The SDT response to Exelon's comment was that this issue was "beyond the scope of the drafting team's work to revise PRC-025-1 as described in the SAR" and that an entity might have to "employ alternative protection schemes to achieve the loadability requirements and fault protection."  Exelon does not agree that this is outside the scope of the SAR given consideration item (2) in the SAR specifically states that this project is to address the inclusion or exclusion of the 50 element.

To address our concerns, Exelon requests the following changes:

  1. The fault detector relays used in communication systems should be deleted from the scope of this standard because these particular relays are subject to misoperation only when the communication system has failed and there is a concurrent disturbance on the grid. 
  2. If there is any issue with a communication system and if the whole pilot protection scheme becomes a simple overcurrent relay, that condition is alarmed.  Therefore, this condition would only exist for a short duration.  To fix this condition the SDT can add a requirement to remedy this condition within a certain timeframe (e.g., correct condition within three months) and if not resolved then setpoints of 67 or 50 should be raised.

[Pointing dataset excerpts]
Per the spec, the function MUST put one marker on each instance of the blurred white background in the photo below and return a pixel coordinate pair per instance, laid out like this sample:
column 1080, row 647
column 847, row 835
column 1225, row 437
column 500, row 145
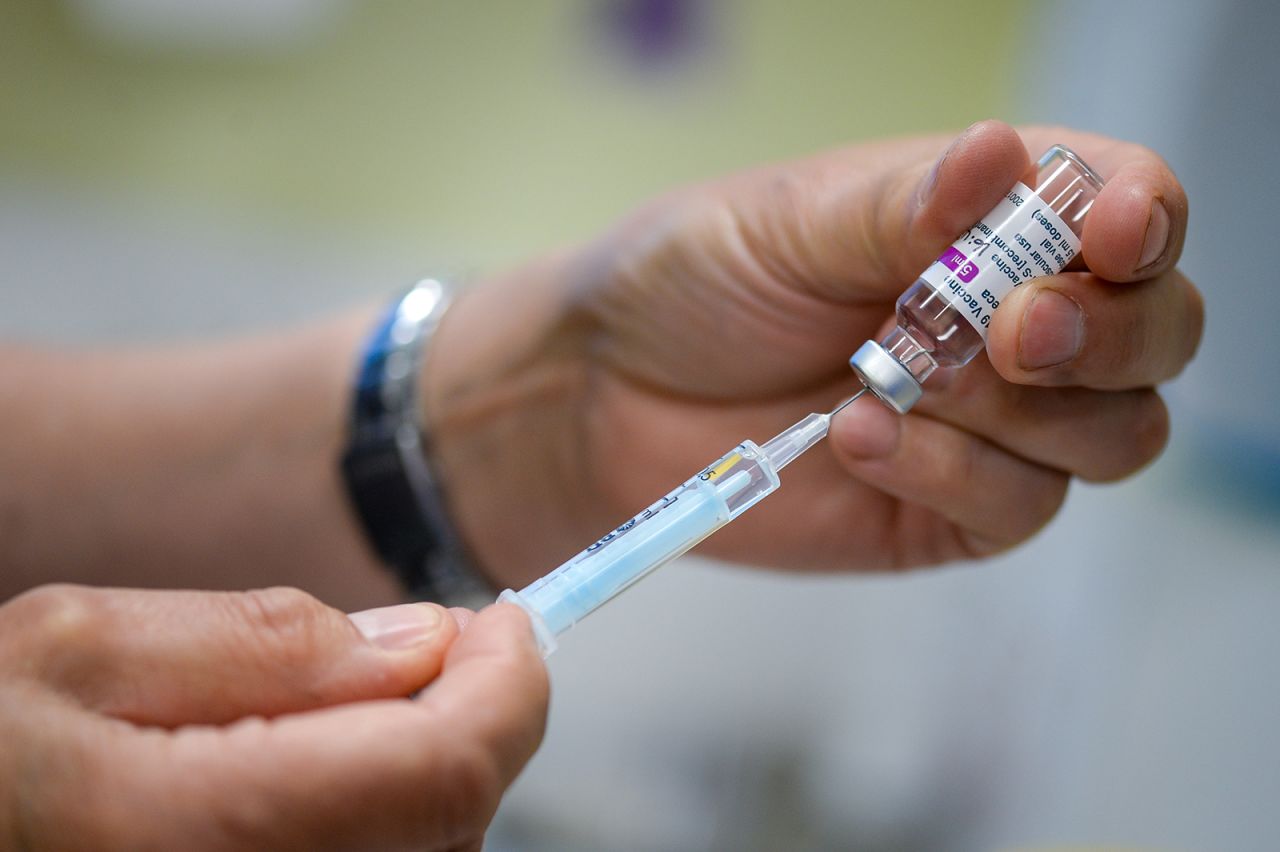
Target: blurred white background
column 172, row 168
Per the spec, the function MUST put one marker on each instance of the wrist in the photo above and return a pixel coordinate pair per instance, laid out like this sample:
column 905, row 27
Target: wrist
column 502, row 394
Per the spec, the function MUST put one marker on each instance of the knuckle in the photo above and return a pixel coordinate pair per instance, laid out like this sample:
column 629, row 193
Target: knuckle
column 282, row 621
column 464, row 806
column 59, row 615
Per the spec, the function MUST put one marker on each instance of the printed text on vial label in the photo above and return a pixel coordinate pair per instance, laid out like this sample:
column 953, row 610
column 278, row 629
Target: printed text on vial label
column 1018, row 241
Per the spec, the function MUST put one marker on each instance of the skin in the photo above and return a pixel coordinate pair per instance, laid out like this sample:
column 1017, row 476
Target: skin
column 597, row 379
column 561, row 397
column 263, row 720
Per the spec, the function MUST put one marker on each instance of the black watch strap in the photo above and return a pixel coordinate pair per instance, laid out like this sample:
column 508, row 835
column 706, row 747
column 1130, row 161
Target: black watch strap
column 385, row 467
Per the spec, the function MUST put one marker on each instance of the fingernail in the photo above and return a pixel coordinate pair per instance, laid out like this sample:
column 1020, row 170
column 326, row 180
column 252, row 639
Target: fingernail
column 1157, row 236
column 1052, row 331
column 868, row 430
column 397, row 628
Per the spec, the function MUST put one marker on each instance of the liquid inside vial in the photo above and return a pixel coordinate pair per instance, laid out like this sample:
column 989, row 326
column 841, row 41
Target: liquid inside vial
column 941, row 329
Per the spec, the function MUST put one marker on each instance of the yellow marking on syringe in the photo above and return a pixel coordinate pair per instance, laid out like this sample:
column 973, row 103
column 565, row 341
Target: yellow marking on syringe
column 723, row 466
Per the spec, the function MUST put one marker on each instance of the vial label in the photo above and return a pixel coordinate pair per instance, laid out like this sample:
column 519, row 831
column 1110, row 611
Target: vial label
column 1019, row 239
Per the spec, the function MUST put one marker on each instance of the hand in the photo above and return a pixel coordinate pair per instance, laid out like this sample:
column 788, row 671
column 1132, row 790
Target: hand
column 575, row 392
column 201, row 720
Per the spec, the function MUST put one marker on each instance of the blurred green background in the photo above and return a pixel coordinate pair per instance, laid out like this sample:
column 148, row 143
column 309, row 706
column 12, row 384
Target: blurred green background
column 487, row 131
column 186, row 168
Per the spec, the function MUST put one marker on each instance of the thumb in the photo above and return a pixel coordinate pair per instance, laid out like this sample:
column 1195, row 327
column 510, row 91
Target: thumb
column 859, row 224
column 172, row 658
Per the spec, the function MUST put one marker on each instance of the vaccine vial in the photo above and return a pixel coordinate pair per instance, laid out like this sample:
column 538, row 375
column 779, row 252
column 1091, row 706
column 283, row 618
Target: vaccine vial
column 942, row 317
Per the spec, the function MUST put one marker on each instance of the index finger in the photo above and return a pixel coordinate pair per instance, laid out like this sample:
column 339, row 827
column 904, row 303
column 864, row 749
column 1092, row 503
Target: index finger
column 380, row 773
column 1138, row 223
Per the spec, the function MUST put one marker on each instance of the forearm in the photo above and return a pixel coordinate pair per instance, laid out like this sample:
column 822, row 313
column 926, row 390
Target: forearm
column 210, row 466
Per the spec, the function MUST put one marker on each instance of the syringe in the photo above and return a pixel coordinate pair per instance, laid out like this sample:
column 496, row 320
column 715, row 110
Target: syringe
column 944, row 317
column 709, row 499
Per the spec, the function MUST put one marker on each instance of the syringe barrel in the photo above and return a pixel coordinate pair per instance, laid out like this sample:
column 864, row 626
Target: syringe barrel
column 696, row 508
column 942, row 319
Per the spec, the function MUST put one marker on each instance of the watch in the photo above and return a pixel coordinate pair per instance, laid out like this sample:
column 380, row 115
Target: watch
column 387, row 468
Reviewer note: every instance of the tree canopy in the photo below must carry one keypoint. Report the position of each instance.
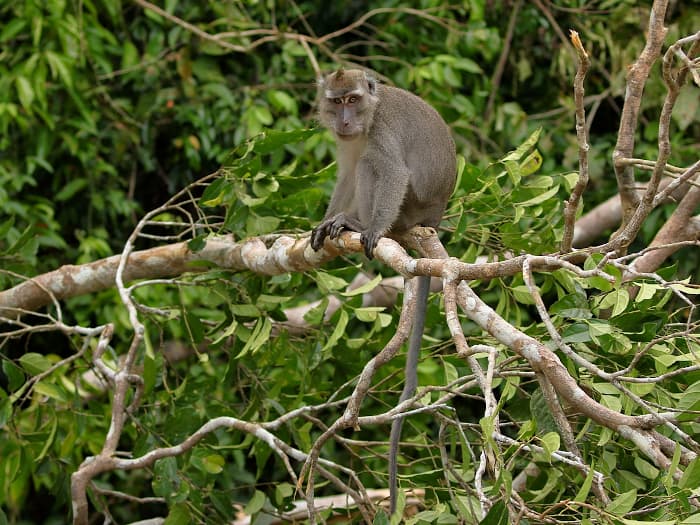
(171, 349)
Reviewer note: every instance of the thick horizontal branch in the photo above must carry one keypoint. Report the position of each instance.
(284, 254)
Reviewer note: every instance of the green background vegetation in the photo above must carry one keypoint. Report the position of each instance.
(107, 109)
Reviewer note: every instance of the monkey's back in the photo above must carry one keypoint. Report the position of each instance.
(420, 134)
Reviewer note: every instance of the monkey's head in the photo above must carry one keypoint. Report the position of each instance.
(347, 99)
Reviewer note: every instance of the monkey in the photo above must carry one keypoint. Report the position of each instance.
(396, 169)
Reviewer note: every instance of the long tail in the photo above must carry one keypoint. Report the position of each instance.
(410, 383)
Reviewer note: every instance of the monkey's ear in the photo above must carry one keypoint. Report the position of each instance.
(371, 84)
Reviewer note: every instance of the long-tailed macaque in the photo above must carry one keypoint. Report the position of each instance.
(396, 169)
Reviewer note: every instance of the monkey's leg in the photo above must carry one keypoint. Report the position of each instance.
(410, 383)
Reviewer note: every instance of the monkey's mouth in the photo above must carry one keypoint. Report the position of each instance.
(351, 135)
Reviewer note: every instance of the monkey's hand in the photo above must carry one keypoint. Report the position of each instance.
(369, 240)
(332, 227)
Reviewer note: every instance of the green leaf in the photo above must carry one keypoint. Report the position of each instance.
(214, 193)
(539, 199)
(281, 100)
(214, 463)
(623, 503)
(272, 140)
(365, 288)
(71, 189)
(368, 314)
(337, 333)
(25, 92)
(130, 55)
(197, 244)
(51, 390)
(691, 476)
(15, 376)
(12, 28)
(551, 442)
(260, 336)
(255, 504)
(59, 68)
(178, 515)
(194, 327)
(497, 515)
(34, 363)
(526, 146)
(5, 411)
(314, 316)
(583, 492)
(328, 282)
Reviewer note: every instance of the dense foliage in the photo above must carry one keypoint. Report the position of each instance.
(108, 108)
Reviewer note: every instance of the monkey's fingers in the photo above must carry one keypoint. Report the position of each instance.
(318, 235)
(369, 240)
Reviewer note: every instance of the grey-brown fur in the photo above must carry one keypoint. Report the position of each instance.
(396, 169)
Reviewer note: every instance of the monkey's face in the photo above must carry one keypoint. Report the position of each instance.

▶ _PROBLEM 1_:
In the Exelon comment, what example timeframe is suggested for correcting an alarmed communication-system condition?
▶ _PROBLEM 2_:
Retype the stretch of the Exelon comment from "The SDT response" through "the 50 element.", keeping every word and mark unchanged.

▶ _EXERCISE SOLUTION 1_:
Three months.

▶ _EXERCISE SOLUTION 2_:
The SDT response to Exelon's comment was that this issue was "beyond the scope of the drafting team's work to revise PRC-025-1 as described in the SAR" and that an entity might have to "employ alternative protection schemes to achieve the loadability requirements and fault protection."  Exelon does not agree that this is outside the scope of the SAR given consideration item (2) in the SAR specifically states that this project is to address the inclusion or exclusion of the 50 element.